Text segment:
== Segment start ==

Aired July 13, 2001 - 18:09   ET


LEON HARRIS, CNN ANCHOR: We want to take you live to Washington right now. We're getting an update now from Terrance Gainer, the police officer. He is briefing the press on the Chandra Levy investigation.

ASSISTANT CHIEF TERRANCE GAINER, D.C. METROPOLITAN POLICE: You know we're conducting searches in the District, and we may find what we don't want, and that is the case that maybe her body's been hidden.

QUESTION: Chief, do you (OFF-MIKE) that Abbe Lowell, Condit's attorney, went to a polygraph examiner as opposed to using D.C. (OFF- MIKE)?

GAINER: Well, listen truly my feelings and how I feel about it are not really important. I do think...

QUESTION: (OFF-MIKE) polygraph...

== Segment end ==

Data section:
== Segment start ==

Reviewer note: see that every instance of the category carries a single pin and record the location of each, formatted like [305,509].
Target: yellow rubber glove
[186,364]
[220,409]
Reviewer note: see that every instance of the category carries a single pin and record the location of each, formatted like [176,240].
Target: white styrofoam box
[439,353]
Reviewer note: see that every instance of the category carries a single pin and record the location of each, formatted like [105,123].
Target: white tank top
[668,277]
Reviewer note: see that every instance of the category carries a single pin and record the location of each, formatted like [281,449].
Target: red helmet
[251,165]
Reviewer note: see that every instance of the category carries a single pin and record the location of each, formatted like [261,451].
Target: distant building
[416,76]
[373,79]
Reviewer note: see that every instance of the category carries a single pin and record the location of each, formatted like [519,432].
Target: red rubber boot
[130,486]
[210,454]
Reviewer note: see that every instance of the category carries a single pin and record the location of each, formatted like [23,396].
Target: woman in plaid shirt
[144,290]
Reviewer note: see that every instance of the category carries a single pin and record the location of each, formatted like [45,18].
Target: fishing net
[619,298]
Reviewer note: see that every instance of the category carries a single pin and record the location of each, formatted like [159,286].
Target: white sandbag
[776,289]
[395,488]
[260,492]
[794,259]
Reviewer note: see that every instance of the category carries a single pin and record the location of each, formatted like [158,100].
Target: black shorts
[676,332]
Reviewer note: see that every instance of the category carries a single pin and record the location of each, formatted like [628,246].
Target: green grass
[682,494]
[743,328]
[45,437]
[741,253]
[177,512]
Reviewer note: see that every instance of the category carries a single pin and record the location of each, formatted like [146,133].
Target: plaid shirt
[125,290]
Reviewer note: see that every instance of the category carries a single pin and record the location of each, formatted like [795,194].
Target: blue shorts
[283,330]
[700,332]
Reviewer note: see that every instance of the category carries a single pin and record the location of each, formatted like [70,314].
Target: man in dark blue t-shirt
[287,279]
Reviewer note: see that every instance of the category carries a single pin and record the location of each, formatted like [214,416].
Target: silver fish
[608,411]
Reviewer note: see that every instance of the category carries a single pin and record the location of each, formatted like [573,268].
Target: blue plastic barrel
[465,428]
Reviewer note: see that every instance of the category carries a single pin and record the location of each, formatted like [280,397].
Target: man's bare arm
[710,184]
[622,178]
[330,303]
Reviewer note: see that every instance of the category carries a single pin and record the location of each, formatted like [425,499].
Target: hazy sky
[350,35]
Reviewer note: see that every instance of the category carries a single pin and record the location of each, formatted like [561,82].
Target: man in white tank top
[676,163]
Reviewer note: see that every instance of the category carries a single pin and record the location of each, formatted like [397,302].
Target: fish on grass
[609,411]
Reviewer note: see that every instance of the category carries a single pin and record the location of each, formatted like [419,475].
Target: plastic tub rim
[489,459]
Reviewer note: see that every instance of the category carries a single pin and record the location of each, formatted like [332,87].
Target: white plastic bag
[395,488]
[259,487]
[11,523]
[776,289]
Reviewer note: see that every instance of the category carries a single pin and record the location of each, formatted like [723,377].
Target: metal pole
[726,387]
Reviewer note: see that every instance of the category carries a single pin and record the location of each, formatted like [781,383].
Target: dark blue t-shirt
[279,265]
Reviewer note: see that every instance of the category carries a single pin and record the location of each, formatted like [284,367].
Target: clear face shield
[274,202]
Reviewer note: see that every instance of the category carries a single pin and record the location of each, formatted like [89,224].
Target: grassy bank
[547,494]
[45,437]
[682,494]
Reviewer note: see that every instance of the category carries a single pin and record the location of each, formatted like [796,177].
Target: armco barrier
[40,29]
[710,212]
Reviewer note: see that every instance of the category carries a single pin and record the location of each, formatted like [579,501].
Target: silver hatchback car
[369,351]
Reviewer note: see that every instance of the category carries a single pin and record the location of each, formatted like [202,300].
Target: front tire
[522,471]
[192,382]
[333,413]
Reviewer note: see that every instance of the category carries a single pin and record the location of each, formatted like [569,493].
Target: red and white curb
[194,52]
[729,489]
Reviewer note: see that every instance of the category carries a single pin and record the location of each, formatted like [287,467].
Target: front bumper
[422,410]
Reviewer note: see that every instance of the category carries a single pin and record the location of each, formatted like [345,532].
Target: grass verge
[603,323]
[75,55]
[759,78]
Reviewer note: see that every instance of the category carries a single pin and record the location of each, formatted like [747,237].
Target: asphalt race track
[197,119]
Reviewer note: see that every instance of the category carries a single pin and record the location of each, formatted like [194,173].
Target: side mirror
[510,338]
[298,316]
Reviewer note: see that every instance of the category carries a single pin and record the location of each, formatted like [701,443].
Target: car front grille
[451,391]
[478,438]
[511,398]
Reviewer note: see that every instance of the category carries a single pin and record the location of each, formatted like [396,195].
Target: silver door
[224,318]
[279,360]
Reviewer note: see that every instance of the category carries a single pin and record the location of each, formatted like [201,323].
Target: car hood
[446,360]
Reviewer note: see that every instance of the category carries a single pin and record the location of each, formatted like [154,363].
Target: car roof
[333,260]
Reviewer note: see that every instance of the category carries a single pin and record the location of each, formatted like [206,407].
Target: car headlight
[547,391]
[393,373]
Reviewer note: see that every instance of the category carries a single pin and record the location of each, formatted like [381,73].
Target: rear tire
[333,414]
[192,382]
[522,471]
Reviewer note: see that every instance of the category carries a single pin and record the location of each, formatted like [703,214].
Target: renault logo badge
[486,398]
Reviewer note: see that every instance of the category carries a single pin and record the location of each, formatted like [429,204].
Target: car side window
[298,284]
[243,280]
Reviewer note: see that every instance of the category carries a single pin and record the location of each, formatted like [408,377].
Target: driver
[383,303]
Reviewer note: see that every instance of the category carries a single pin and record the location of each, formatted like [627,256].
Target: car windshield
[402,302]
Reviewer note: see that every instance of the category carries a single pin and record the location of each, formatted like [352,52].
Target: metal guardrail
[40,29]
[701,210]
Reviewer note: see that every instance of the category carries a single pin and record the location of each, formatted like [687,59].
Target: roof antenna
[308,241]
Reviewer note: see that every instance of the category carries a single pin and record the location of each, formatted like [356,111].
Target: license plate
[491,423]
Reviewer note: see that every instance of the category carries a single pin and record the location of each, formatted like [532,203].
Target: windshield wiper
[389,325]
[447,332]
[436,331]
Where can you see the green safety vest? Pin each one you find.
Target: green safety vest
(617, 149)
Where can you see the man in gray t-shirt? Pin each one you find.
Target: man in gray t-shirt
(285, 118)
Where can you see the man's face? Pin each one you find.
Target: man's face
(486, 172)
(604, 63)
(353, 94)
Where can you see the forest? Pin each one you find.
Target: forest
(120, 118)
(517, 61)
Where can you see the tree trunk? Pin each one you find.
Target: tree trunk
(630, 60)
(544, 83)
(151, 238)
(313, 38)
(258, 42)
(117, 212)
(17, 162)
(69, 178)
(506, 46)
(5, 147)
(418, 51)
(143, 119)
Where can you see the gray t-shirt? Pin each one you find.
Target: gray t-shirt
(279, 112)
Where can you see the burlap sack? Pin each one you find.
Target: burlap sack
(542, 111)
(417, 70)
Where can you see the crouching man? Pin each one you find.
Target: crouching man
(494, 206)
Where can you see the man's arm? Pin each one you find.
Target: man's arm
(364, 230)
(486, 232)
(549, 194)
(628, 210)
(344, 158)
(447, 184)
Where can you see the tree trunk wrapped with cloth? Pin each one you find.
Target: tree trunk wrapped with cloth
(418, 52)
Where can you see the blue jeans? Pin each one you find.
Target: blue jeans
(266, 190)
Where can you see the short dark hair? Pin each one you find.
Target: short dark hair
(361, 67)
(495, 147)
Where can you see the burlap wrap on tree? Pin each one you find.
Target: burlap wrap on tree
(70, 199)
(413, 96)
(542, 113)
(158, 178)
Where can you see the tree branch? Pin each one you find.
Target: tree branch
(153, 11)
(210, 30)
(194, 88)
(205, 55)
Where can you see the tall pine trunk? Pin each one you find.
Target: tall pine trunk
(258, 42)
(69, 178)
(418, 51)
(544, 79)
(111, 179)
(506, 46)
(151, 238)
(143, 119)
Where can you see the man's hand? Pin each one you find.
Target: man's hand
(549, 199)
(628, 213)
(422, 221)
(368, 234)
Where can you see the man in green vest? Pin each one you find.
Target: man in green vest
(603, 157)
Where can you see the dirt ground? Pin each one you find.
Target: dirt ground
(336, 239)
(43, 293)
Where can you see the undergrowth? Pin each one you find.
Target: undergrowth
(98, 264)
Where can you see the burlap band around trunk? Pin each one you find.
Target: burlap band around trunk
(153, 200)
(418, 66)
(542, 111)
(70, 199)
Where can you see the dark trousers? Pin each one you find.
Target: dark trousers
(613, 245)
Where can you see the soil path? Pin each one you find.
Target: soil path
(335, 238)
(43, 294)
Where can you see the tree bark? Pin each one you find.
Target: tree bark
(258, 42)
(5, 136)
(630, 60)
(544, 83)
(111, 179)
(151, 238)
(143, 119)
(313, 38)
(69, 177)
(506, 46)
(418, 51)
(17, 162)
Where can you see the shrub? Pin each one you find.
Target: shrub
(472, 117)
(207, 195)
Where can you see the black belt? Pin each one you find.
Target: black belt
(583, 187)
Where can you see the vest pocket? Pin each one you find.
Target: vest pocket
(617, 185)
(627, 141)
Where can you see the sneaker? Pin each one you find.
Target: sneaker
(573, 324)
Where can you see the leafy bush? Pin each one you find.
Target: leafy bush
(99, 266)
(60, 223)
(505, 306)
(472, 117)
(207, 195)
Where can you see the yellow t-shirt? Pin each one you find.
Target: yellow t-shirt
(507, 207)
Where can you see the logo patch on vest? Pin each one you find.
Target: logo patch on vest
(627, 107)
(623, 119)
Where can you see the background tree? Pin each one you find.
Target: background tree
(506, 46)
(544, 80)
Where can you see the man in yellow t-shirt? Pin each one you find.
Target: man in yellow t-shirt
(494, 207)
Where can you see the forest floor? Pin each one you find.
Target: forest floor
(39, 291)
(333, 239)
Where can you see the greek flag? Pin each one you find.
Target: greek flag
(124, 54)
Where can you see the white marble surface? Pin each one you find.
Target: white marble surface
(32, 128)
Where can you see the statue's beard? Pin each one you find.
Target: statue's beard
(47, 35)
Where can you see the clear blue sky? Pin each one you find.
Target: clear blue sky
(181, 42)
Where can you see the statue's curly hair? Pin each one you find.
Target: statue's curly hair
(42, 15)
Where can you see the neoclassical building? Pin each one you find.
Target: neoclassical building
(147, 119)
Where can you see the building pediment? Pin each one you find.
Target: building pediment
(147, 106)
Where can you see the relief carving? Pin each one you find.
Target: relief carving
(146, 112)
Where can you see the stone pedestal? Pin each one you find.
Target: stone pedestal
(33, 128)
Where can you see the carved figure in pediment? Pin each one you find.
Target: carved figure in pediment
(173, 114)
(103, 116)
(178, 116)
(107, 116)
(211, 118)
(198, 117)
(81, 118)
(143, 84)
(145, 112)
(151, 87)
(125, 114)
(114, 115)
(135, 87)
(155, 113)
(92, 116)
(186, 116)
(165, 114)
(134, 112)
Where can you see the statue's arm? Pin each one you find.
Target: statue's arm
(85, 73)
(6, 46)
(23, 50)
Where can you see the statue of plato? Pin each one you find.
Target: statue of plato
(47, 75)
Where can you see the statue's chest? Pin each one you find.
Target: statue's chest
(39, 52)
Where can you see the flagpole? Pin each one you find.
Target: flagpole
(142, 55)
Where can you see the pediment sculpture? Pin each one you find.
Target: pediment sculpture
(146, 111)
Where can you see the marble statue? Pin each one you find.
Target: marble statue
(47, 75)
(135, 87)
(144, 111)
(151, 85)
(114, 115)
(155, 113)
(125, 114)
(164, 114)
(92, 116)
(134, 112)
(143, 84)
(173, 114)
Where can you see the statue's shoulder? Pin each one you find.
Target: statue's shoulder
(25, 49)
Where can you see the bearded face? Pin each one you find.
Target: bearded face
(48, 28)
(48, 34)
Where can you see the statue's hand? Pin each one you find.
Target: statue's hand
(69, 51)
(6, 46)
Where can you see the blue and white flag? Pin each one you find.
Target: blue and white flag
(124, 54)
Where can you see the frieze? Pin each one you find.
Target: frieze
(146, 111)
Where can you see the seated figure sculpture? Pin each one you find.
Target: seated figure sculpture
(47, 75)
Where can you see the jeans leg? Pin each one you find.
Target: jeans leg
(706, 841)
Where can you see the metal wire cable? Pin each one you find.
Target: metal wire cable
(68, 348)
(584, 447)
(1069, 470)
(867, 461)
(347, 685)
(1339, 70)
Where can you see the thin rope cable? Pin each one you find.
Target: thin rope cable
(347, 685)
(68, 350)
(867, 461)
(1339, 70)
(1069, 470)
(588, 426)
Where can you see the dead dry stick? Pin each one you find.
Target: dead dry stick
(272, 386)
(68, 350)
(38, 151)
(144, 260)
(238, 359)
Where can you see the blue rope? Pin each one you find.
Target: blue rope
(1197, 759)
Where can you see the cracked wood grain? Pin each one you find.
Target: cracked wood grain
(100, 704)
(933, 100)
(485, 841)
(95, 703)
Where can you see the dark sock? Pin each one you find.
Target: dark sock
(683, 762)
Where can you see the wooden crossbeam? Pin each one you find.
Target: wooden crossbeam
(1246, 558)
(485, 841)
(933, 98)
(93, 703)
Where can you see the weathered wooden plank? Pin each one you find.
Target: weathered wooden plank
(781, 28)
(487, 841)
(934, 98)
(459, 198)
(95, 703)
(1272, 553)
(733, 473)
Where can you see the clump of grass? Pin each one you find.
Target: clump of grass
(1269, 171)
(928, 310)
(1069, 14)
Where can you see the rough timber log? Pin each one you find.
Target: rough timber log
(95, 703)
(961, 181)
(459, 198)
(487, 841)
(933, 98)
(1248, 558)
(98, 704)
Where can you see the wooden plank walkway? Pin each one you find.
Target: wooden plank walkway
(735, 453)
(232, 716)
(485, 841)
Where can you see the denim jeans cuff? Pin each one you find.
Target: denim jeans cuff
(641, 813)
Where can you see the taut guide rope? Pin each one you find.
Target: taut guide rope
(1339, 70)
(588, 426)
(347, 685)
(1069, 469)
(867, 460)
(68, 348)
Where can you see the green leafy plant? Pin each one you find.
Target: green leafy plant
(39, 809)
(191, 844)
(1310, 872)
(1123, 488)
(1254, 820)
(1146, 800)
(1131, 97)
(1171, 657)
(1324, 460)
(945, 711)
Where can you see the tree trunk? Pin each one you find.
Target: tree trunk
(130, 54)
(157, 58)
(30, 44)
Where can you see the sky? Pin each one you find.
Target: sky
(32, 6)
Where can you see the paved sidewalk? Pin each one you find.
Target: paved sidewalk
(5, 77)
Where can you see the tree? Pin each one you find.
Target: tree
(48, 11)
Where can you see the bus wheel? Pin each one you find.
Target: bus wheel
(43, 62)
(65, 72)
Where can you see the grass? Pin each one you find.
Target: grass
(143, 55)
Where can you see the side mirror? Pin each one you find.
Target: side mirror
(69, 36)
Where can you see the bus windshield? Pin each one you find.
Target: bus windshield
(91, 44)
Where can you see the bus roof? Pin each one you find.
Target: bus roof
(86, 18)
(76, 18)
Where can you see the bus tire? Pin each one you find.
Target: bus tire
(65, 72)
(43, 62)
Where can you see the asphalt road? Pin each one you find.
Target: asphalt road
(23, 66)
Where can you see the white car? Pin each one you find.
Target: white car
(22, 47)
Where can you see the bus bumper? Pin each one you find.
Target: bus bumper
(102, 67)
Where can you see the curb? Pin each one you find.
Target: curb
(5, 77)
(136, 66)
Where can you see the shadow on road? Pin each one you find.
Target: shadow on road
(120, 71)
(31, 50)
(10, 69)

== Segment end ==

Work instruction A:
Reproduce the part of the transcript between "ASSISTANT CHIEF TERRANCE" and "D.C. (OFF- MIKE)?", inclusive.
Work instruction B:
Answer these questions from the transcript:
(i) On what date did the broadcast air?
(ii) What title and department are given for Terrance Gainer?
(iii) Who is named as Condit's attorney?
Work instruction C:
According to the transcript, why does the anchor take viewers live to Washington?

Exercise solution A:
ASSISTANT CHIEF TERRANCE GAINER, D.C. METROPOLITAN POLICE: You know we're conducting searches in the District, and we may find what we don't want, and that is the case that maybe her body's been hidden.

QUESTION: Chief, do you (OFF-MIKE) that Abbe Lowell, Condit's attorney, went to a polygraph examiner as opposed to using D.C. (OFF- MIKE)?

Exercise solution B:
(i) July 13, 2001
(ii) Assistant Chief, D.C. Metropolitan Police
(iii) Abbe Lowell

Exercise solution C:
Terrance Gainer is giving an update from Washington. He is briefing the press on the Chandra Levy investigation.